─── Dataset

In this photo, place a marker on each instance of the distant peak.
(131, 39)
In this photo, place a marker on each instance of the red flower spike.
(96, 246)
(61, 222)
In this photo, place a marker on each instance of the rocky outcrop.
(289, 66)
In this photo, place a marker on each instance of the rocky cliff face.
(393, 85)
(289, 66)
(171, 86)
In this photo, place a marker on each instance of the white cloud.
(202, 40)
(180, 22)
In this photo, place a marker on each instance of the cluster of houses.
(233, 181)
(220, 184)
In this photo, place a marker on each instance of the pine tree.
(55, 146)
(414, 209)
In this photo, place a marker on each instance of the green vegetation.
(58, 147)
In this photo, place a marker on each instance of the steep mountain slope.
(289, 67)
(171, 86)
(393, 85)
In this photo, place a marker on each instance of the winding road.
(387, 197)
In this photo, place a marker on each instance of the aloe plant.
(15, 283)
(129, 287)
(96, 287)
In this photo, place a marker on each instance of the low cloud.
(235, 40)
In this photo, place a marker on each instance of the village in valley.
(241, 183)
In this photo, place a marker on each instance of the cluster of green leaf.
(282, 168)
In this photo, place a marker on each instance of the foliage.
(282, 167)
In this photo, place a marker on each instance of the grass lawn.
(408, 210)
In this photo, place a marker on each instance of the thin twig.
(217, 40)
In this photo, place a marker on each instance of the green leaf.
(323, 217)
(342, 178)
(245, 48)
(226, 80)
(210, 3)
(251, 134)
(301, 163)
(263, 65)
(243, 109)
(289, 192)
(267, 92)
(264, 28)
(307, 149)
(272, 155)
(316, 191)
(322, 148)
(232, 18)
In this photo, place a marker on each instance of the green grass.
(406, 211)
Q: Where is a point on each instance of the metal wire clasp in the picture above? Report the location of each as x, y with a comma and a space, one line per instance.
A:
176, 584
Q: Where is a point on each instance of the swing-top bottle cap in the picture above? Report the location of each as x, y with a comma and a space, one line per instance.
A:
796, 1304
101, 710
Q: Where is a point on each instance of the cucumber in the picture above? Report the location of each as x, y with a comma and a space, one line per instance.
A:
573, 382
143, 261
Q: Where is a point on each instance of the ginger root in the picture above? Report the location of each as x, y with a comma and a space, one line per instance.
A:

──────

= Task instructions =
Output consists of exactly the lines from the one containing "Q: Where is a point on each instance of the cucumber" to the end of the records above, retyped without change and with nothing extra.

= Answer space =
Q: Where is a point on each instance of the cucumber in the picture above? Report the location of each as x, y with a comma and a space, one line per instance.
A:
573, 382
143, 261
Q: Where is a point on each instance of the ginger root in the picture above? Report the location of each as x, y with a comma and a space, one line per instance.
A:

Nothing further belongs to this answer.